◆ WORK INSTRUCTION:
Copy every record below exactly.

◆ Saved entries:
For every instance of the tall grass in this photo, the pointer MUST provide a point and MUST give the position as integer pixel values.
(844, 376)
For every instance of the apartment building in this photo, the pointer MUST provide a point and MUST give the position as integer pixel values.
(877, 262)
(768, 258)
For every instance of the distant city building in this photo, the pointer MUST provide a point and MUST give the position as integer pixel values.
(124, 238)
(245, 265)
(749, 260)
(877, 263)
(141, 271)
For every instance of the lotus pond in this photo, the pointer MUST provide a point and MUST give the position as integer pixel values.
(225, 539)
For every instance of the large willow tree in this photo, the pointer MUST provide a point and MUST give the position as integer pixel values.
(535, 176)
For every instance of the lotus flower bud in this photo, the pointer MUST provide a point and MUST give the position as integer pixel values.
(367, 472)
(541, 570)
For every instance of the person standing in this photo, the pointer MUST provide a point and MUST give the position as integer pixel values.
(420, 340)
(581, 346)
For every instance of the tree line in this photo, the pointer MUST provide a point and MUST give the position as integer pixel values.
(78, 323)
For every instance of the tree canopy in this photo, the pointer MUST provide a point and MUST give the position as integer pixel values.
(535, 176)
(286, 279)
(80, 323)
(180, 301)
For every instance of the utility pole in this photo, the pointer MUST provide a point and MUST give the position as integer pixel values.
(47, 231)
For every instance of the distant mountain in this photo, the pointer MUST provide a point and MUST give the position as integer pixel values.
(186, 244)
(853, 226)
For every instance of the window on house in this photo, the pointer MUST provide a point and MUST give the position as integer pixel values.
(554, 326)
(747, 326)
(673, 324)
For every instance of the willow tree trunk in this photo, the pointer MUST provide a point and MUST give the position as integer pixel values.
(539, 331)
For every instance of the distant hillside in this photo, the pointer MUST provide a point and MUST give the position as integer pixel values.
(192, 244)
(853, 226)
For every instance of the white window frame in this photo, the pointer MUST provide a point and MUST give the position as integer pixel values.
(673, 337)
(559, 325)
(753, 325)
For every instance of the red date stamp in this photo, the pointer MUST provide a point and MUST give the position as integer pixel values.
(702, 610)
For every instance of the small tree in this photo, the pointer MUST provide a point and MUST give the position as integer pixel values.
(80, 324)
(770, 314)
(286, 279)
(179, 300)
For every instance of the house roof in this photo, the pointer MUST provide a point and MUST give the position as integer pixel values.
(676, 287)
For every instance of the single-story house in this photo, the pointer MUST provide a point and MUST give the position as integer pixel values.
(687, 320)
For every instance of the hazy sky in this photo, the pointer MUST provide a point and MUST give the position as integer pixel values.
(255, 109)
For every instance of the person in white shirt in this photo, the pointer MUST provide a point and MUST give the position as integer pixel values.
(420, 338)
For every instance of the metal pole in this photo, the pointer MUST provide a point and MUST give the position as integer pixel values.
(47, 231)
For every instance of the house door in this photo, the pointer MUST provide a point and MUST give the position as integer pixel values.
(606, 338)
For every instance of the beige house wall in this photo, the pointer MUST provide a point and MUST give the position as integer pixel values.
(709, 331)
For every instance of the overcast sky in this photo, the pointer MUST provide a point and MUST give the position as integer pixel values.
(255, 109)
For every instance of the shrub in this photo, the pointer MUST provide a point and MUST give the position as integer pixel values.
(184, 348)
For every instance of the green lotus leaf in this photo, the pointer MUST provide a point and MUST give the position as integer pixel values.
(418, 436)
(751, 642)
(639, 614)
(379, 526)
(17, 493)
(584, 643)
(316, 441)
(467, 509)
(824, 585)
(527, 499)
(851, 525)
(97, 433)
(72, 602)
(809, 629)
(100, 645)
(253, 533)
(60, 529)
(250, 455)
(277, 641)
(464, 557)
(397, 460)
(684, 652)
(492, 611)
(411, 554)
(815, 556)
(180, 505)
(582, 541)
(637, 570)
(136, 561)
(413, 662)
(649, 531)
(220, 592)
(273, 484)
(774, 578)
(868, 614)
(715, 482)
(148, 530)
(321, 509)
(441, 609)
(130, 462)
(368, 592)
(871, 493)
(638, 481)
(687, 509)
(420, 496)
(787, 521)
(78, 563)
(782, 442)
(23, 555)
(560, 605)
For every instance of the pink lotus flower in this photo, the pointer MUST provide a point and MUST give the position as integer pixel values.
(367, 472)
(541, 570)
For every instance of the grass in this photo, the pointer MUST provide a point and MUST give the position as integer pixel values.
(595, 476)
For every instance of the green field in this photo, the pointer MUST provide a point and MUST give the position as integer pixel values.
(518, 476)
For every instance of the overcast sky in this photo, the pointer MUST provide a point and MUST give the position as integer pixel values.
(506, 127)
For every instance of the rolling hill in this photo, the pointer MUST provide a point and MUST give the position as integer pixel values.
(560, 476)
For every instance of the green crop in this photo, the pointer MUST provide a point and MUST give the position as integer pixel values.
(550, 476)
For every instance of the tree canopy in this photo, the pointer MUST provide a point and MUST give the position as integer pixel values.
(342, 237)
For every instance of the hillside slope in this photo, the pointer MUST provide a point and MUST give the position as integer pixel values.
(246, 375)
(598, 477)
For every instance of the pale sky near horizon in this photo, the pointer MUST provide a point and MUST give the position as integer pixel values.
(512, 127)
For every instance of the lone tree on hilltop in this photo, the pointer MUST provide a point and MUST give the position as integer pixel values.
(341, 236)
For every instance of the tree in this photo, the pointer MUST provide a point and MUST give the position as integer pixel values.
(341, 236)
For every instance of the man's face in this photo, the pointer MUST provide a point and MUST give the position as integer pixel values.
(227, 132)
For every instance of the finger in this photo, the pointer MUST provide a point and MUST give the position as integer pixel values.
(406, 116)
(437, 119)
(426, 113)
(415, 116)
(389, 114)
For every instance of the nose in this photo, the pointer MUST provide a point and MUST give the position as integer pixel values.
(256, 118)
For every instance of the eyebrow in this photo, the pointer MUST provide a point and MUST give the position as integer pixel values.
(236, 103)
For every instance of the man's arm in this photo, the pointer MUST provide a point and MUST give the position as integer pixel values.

◆ SOLUTION FOR THIS TASK:
For every instance of the tall grass in this photo, the pointer MUST provide a point and MUST give the position as integer pixel values.
(844, 376)
For every instance of the apartment building in this photo, the pointer MUST provide a point and MUST give the position as integer pixel values.
(877, 262)
(768, 258)
For every instance of the distant city building in this photo, the pointer MUST provide a point and MUST give the position as integer pixel values.
(124, 238)
(245, 265)
(749, 260)
(877, 263)
(141, 271)
For every instance of the lotus pond in this photo, the pointer MUST provide a point and MUST give the position as integer pixel values.
(225, 539)
For every instance of the large willow tree in this photo, the pointer MUST provide a point and MUST give the position as integer pixel values.
(535, 176)
For every instance of the lotus flower bud in this photo, the pointer MUST provide a point and MUST give the position as integer pixel values.
(367, 472)
(541, 570)
For every instance of the person standing in this photo, the pointer MUST provide a point and MUST give the position as integer pixel values.
(420, 340)
(581, 346)
For every instance of the tree line in this photo, the pointer MUST provide a point and MUST give the position as integer pixel values.
(78, 323)
For every instance of the tree canopy in this photo, the pointer MUST provide a point and MUST give the position as integer pixel values.
(535, 176)
(286, 279)
(80, 323)
(180, 301)
For every instance of the utility pole in this photo, the pointer MUST provide a point and MUST give the position as integer pixel values.
(47, 231)
For every instance of the distant mountain in this photo, the pointer MUST provide a point and MUST give the position as integer pixel values.
(186, 244)
(853, 226)
For every instance of the window on house in this photo, the pointer MUST provide a point and MUST give the position as integer pixel values.
(554, 326)
(747, 326)
(673, 324)
For every instance of the willow tree trunk in this photo, the pointer MUST provide a point and MUST give the position as integer pixel values.
(539, 331)
For every instance of the distant hillside in this photo, the pointer MUST provide a point and MUST give the position as integer pixel values.
(192, 244)
(853, 226)
For every instance of the white window frame in this photo, the pointer MUST provide a point and MUST give the position as integer pixel values.
(673, 337)
(559, 325)
(753, 325)
For every instance of the red date stamp in this photo, the pointer MUST provide a point and MUST give the position as integer pixel values.
(702, 610)
For every instance of the small tree in this photo, the pointer MUST provide a point and MUST give the position as integer pixel values.
(80, 324)
(770, 314)
(286, 279)
(179, 300)
For every instance of the house roof in this photo, the pointer MUST provide a point and MUST give the position as integer pixel values.
(676, 287)
For every instance of the single-story house in this photo, the pointer MUST provide a point and MUST give the position as integer pixel values.
(687, 320)
For every instance of the hazy sky in this photo, the pointer MUST provide a point and MUST give the position as integer pixel values.
(255, 109)
For every instance of the person in white shirt in this photo, the pointer MUST provide a point and MUST give the position as integer pixel values.
(420, 338)
For every instance of the metal pole in this photo, the pointer MUST provide a point and MUST give the position as integer pixel values.
(47, 231)
For every instance of the house door in this photo, the pointer MUST provide a point and MUST give the position as integer pixel values.
(606, 338)
For every instance of the beige house wall in this photo, the pointer MUST provide a point and MUST give the position as integer pixel values.
(709, 331)
For every instance of the overcast sky in this photo, the pointer MUST provide a point and MUST give the position as integer pixel values.
(255, 109)
For every instance of the shrub in this photo, the pointer MUST provide a point and MUST give the position as integer pixel values.
(184, 348)
For every instance of the green lotus leaf in this photo, the pointer MUST provide a point and MUST give the position as integer pixel values.
(418, 436)
(751, 642)
(639, 614)
(379, 526)
(17, 493)
(584, 643)
(316, 441)
(467, 509)
(824, 585)
(527, 499)
(851, 525)
(97, 433)
(72, 602)
(809, 629)
(100, 645)
(253, 533)
(60, 529)
(250, 455)
(277, 641)
(464, 557)
(397, 460)
(684, 652)
(492, 611)
(411, 554)
(815, 556)
(180, 505)
(582, 541)
(637, 570)
(136, 561)
(413, 662)
(649, 531)
(220, 592)
(273, 484)
(774, 578)
(868, 614)
(715, 482)
(148, 530)
(321, 509)
(441, 609)
(130, 462)
(368, 592)
(871, 493)
(638, 481)
(687, 509)
(420, 496)
(787, 521)
(78, 563)
(782, 442)
(23, 555)
(560, 605)
For every instance of the pink lotus flower in this photo, the pointer MUST provide a point and MUST give the position as integer pixel values.
(367, 472)
(541, 570)
For every instance of the grass in this photo, the pointer MUST provide a point and MUST give the position as integer pixel values.
(595, 476)
For every instance of the green field in this photo, the pointer MUST provide a point and MUST give the position as integer pixel values.
(518, 476)
For every instance of the overcast sky in this photo, the pointer MUST provide a point and MUST give the position as integer pixel values.
(506, 127)
For every instance of the rolling hill in this photo, the pointer MUST provide a point and MUST give the position as integer pixel values.
(560, 476)
For every instance of the green crop in this photo, the pointer MUST provide a point and MUST give the position as integer pixel values.
(550, 476)
For every instance of the tree canopy in this photo, the pointer MUST provide a point and MUST give the position as integer pixel values.
(342, 237)
For every instance of the hillside slope in this photo, the pointer MUST provide a point and MUST give the position as integer pixel values.
(246, 375)
(598, 477)
For every instance of the pale sky near horizon in this photo, the pointer MUST provide a point and MUST give the position as integer pixel values.
(512, 127)
For every instance of the lone tree on hilltop in this photo, the pointer MUST provide a point and MUST give the position as integer pixel values.
(341, 236)
For every instance of the tree in this photo, the pointer MUST provide a point and MUST give the position as integer pixel values.
(341, 236)
For every instance of the man's face in this photo, the pointer MUST provide a point and MUST give the position as integer pixel values.
(227, 132)
For every instance of the finger in this photo, the pointer MUST provide a point and MUST give the position as integer pixel values.
(406, 116)
(437, 119)
(426, 113)
(415, 116)
(389, 114)
For every instance of the nose in this photo, the pointer MUST provide a point and MUST give the position as integer pixel values.
(256, 118)
For every instance of the eyebrow in this photo, the pointer MUST provide a point and MUST give the position as integer pixel values.
(236, 103)
For every instance of the man's arm in this photo, the pointer MUST provide a point and MUST give the position as integer pixel values.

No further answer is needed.